How to complete this task: Count every line in the entries that contains "below". Report that count alone.

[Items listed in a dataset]
Segment Open

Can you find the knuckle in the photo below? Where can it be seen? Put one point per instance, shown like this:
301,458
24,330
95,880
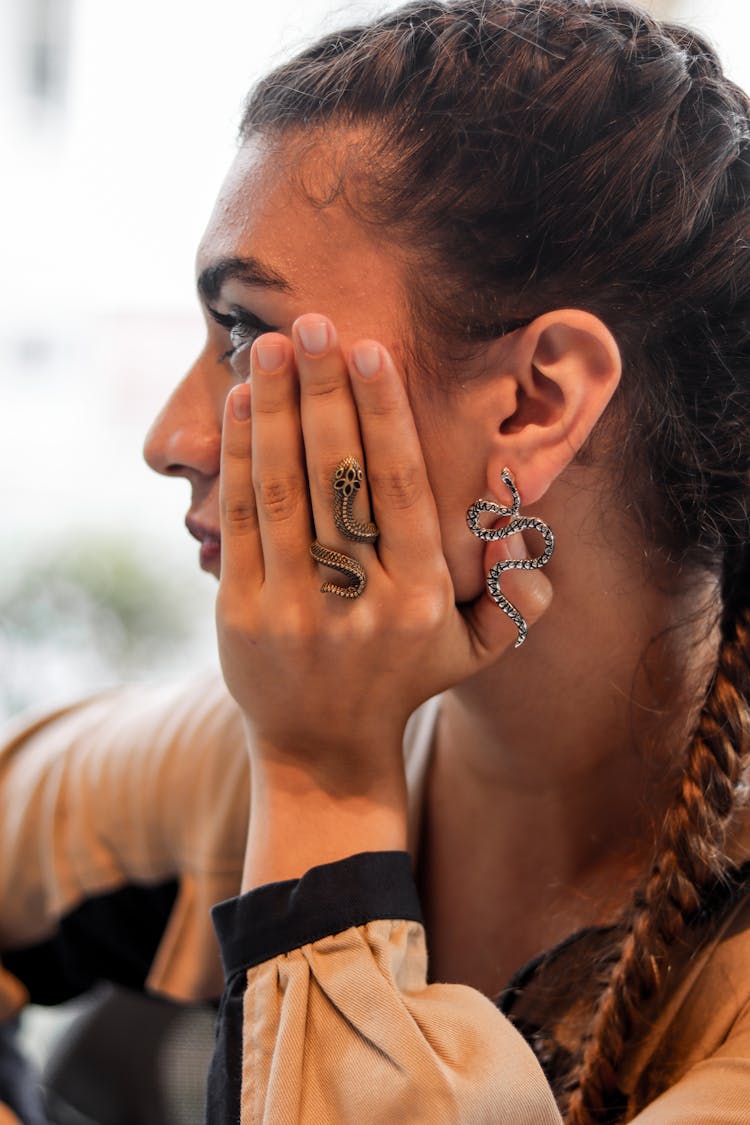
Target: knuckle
240,514
398,485
278,497
323,385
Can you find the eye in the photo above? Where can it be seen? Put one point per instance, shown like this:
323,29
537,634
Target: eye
244,327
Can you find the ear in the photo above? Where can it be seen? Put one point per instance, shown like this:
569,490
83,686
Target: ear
566,367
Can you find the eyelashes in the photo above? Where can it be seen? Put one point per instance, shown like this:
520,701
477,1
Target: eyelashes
243,327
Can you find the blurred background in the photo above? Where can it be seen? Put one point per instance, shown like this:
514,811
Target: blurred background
117,123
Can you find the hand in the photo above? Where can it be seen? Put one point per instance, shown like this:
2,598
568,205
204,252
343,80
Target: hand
326,684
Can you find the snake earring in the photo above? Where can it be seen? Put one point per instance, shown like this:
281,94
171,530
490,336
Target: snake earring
515,524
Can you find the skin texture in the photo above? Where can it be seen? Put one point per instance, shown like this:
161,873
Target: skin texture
551,762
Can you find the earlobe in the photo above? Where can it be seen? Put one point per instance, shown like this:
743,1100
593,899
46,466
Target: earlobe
567,367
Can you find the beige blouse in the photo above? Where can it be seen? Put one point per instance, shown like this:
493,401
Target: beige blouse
144,785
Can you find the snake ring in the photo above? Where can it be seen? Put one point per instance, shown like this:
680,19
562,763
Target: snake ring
346,482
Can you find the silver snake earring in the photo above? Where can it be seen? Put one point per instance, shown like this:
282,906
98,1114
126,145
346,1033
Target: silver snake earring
515,524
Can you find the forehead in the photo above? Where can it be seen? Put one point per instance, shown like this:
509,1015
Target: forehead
281,204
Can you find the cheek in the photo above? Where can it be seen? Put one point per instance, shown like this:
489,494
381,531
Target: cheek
454,485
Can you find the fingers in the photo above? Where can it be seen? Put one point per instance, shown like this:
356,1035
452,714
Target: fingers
242,558
279,475
330,424
401,498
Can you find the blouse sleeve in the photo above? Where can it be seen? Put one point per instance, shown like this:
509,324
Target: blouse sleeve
327,1017
123,820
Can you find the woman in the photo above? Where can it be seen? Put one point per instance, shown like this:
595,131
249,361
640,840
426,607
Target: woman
524,226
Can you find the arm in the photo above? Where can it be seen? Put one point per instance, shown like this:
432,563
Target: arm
123,819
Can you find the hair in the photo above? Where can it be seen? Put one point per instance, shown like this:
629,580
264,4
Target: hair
540,153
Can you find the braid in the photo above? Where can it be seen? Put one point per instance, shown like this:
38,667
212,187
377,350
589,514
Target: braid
689,862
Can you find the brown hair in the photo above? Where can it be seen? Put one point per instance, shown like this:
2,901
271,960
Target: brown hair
539,153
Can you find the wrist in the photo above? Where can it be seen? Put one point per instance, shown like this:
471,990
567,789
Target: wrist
297,824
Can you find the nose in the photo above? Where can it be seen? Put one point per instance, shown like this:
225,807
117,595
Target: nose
184,439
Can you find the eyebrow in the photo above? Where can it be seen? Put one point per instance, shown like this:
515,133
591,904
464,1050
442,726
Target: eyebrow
247,270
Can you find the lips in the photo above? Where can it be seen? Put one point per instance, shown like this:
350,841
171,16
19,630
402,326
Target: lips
209,539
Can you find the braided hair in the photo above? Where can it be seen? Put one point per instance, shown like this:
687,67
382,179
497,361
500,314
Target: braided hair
525,155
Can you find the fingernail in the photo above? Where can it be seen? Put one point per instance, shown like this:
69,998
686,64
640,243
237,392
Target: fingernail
270,356
241,402
367,359
314,335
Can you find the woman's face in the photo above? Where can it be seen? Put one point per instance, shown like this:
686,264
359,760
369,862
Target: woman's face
269,255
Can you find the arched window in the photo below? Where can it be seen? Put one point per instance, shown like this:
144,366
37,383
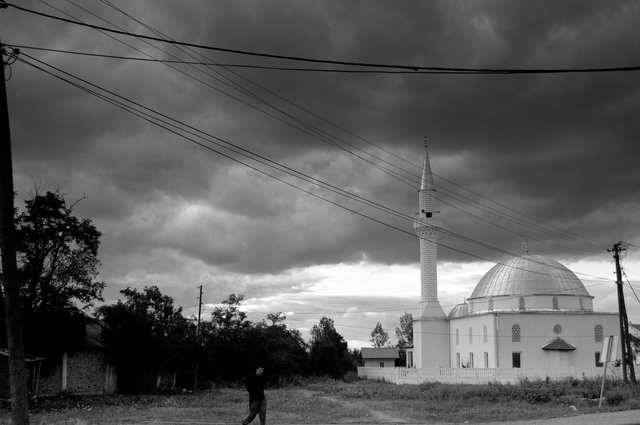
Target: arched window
515,333
598,333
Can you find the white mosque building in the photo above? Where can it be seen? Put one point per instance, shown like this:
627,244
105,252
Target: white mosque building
526,312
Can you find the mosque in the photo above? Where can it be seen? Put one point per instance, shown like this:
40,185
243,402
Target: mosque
525,312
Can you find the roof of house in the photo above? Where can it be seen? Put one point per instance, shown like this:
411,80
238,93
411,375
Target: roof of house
27,357
379,353
558,344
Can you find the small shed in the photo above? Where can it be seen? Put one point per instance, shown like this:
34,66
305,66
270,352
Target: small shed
379,357
33,369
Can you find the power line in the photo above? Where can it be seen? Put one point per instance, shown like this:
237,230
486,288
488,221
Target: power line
159,119
414,68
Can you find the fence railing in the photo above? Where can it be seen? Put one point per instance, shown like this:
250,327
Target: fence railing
402,375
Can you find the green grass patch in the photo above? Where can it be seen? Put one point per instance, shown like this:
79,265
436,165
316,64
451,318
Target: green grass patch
321,400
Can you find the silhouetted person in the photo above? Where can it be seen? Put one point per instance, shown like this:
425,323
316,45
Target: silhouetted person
257,402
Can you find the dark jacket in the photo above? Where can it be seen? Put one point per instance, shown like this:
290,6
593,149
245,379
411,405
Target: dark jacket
255,385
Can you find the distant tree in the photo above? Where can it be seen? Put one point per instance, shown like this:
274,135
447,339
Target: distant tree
379,337
57,255
225,356
329,354
282,350
147,335
404,333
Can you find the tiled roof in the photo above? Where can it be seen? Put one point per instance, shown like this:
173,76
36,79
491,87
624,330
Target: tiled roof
27,357
558,344
379,353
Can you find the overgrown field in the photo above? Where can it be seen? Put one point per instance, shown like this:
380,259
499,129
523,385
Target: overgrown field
330,401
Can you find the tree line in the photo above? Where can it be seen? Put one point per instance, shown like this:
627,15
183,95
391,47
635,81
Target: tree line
146,334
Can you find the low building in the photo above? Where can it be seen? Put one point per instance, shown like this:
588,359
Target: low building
379,357
86,370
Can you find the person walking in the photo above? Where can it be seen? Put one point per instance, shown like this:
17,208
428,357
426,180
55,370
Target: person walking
257,402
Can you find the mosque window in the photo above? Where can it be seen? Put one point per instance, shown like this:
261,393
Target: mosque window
598,333
515,333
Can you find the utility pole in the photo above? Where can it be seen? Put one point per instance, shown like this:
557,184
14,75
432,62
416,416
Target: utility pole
15,335
624,322
195,380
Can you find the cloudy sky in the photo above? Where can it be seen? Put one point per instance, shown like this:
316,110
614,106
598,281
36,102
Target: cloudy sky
223,160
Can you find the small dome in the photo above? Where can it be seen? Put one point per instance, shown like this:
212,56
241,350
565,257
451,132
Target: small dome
529,275
461,310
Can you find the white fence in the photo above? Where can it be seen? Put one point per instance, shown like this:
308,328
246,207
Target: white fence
402,375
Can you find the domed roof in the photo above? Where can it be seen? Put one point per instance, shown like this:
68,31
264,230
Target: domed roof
529,275
461,310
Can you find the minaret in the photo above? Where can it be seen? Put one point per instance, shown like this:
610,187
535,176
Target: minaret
426,226
430,327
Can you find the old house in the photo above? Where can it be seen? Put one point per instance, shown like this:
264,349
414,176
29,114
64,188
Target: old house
379,357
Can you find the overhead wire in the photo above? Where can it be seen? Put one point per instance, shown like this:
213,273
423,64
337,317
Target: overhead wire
333,62
149,116
468,239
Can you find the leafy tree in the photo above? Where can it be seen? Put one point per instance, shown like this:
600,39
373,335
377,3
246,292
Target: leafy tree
147,335
329,354
223,337
404,333
282,350
57,255
379,337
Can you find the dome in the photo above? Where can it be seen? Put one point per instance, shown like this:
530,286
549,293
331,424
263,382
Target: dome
461,310
529,275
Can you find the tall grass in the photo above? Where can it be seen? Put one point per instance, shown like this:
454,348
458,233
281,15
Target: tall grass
324,400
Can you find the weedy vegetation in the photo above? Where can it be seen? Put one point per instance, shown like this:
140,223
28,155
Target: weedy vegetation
350,400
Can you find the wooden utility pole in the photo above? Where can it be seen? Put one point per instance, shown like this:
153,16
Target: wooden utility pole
195,379
11,288
625,341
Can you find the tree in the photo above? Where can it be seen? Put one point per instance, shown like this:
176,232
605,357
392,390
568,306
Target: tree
57,255
379,337
147,336
404,333
223,341
329,354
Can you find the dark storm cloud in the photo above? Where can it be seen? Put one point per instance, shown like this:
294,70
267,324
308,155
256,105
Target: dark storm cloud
560,148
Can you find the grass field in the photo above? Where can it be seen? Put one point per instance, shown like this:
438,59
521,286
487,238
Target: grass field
323,401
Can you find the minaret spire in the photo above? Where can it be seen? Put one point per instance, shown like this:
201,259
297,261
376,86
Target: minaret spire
426,226
431,326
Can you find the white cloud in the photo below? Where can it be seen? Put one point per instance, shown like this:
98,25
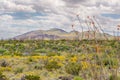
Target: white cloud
58,13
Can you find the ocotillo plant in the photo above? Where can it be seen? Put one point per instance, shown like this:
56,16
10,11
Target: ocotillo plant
80,26
100,27
118,29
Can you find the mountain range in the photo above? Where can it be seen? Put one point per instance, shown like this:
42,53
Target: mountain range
57,34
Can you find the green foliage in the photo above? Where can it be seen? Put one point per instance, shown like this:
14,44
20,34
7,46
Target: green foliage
32,77
2,77
110,62
78,78
52,65
2,51
18,70
114,77
4,63
73,68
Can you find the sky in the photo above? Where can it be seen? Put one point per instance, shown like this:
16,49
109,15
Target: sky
21,16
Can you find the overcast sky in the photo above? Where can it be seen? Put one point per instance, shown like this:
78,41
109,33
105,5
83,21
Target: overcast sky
20,16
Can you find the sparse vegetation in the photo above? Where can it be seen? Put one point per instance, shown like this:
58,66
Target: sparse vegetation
48,60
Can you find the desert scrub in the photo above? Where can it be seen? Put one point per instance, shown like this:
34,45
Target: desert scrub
18,70
31,77
2,77
73,68
78,78
4,63
110,62
114,77
52,65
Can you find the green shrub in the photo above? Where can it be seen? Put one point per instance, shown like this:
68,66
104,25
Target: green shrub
73,68
4,63
114,77
110,62
31,77
2,77
18,70
78,78
2,51
52,65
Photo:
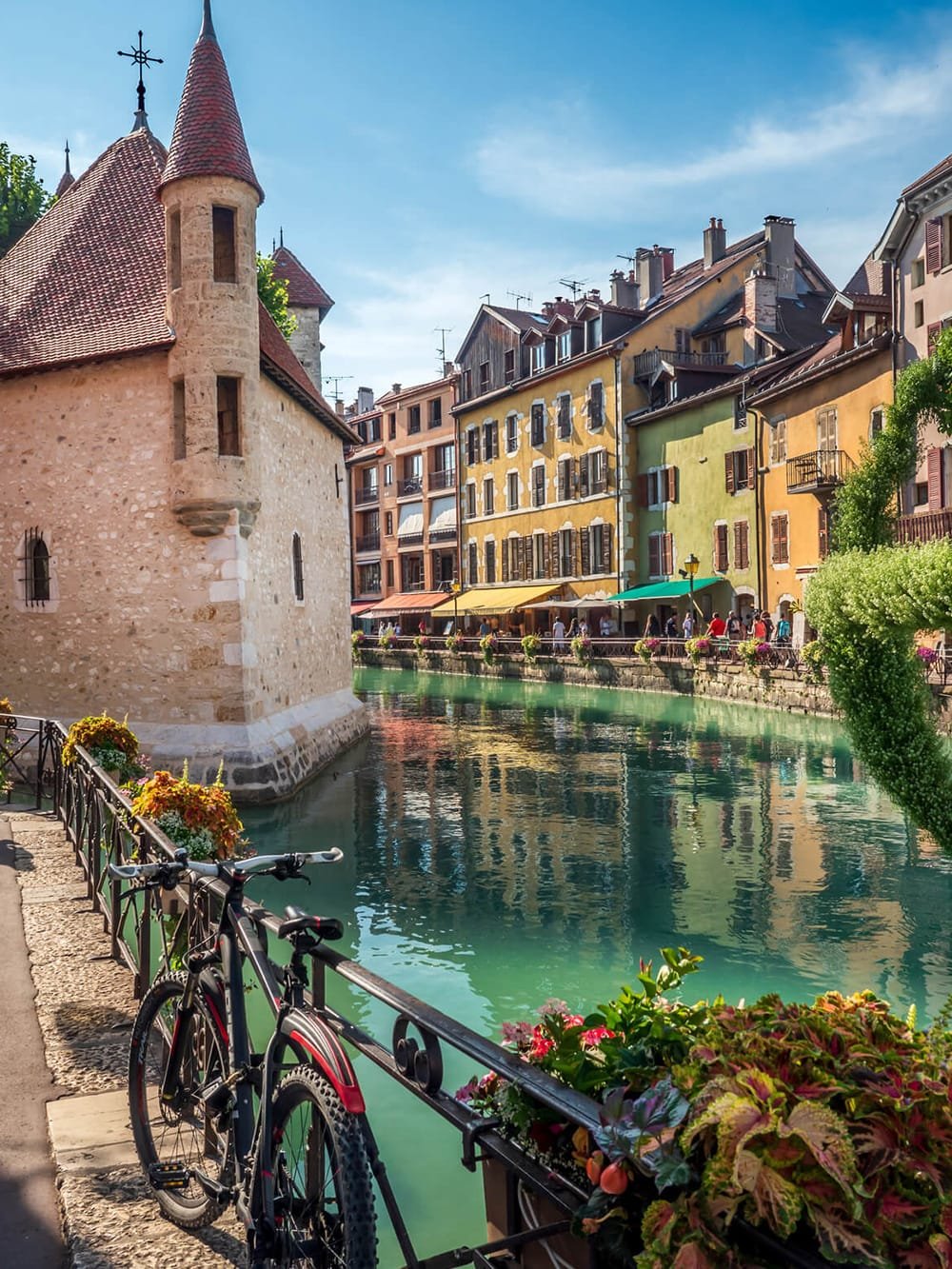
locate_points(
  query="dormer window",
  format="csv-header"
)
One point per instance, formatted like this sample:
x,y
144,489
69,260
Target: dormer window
x,y
224,244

Segment Closed

Task solution: 3